(Records from a collection)
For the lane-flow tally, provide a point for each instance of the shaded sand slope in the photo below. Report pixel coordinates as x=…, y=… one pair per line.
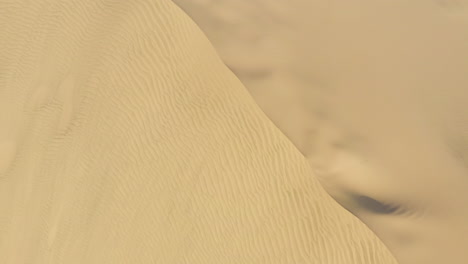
x=375, y=94
x=124, y=139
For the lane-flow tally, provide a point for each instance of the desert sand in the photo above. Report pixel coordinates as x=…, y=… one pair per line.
x=375, y=95
x=125, y=139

Exercise objective
Rewrite all of the lines above, requests included, but offset every pixel coordinate in the answers by -122. Leave the pictures out.

Reply
For the lane-flow tally, provide a point for each instance of the shaded sand slope in the photo below. Report pixel coordinates as x=…, y=… one pair per line.
x=253, y=-28
x=2, y=17
For the lane-flow tally, provide a point for each instance of the desert sand in the photo above. Report pixel coordinates as x=…, y=… one pair per line.
x=253, y=-27
x=3, y=17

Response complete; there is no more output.